--- BEGIN Given information ---

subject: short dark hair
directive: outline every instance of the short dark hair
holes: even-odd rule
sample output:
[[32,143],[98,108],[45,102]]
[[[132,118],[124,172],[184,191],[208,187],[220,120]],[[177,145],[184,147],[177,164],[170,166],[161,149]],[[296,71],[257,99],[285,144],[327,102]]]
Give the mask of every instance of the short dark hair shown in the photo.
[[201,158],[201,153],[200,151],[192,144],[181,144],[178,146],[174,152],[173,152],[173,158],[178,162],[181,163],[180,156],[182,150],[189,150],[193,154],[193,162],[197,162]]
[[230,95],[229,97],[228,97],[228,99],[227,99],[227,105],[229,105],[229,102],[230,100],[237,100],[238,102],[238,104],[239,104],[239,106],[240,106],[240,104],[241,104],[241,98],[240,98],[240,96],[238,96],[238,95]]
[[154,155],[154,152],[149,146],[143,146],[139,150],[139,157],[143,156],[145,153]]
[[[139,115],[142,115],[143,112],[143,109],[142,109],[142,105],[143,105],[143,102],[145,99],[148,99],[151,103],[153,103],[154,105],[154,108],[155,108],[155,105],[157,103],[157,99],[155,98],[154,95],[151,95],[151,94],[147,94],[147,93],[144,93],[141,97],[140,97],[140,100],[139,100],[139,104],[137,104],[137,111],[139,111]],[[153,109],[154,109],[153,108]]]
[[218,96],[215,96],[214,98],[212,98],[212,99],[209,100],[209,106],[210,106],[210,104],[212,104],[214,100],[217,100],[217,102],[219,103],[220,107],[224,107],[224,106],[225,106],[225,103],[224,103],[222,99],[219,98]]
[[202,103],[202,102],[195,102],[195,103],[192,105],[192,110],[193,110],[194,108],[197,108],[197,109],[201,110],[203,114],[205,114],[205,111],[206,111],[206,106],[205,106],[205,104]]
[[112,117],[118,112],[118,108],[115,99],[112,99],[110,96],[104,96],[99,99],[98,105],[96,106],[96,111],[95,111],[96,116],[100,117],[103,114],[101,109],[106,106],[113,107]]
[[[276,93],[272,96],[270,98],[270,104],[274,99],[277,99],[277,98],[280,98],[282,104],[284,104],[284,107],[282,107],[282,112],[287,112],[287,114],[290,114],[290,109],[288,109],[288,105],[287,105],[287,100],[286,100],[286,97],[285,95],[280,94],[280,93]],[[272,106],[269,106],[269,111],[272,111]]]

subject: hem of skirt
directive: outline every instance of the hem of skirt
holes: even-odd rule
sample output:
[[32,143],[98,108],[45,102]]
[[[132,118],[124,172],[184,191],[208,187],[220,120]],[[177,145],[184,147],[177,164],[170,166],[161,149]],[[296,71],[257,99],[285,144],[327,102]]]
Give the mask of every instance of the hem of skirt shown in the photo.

--- END Given information ---

◆ Given task:
Rewrite the listing above with every "even-odd rule" changed to "nonzero winding rule", keeping everything else the same.

◆ Output below:
subject: short dark hair
directive: outline every instance of the short dark hair
holes: nonzero winding rule
sample output:
[[32,143],[98,108],[45,102]]
[[[132,118],[124,172],[184,191],[208,187],[220,120]],[[177,145],[184,147],[177,164],[170,166],[161,149]],[[296,71],[257,99],[285,144],[327,102]]]
Give the mask of every instance of the short dark hair shown in the photo.
[[201,158],[201,153],[200,151],[192,144],[181,144],[178,146],[174,152],[173,152],[173,158],[178,162],[181,163],[180,156],[182,150],[189,150],[193,154],[193,162],[197,162]]
[[230,95],[229,97],[228,97],[228,99],[227,99],[227,105],[229,105],[229,102],[230,100],[237,100],[238,102],[238,104],[239,104],[239,106],[240,106],[240,104],[241,104],[241,98],[240,98],[240,96],[238,96],[238,95]]
[[154,155],[154,152],[149,146],[143,146],[139,150],[139,157],[143,156],[145,153]]
[[[139,115],[142,115],[143,112],[143,109],[142,109],[142,105],[143,105],[143,102],[145,99],[148,99],[151,103],[153,103],[154,105],[154,108],[155,108],[155,105],[157,103],[157,99],[155,98],[154,95],[151,95],[151,94],[147,94],[147,93],[144,93],[141,97],[140,97],[140,100],[139,100],[139,104],[137,104],[137,111],[139,111]],[[153,109],[154,109],[153,108]]]
[[218,96],[215,96],[214,98],[212,98],[212,99],[209,100],[209,106],[210,106],[210,104],[212,104],[214,100],[217,100],[217,102],[219,103],[220,107],[224,107],[224,106],[225,106],[225,103],[224,103],[222,99],[219,98]]
[[202,103],[202,102],[195,102],[195,103],[192,105],[192,110],[193,110],[194,108],[197,108],[197,109],[201,110],[203,114],[205,114],[205,111],[206,111],[206,106],[205,106],[205,104]]
[[112,117],[118,112],[118,108],[115,99],[112,99],[110,96],[104,96],[99,99],[98,105],[96,106],[96,111],[95,111],[96,116],[100,117],[103,114],[101,109],[106,106],[113,107]]
[[[276,93],[272,96],[270,98],[270,104],[274,99],[277,99],[277,98],[280,98],[282,104],[284,104],[284,107],[282,107],[282,112],[287,112],[287,114],[290,114],[290,109],[288,109],[288,105],[287,105],[287,100],[286,100],[286,97],[285,95],[280,94],[280,93]],[[272,106],[269,106],[269,111],[272,111]]]

subject: hem of skirt
directive: outline every instance of the hem of skirt
holes: nonzero winding rule
sample output:
[[32,143],[98,108],[45,102]]
[[[132,118],[124,172],[184,191],[208,187],[220,120]],[[177,145],[184,147],[177,164],[170,166],[161,149]],[[296,71],[257,99],[285,144],[327,102]]]
Give the mask of every instance of the hem of skirt shown in the photo.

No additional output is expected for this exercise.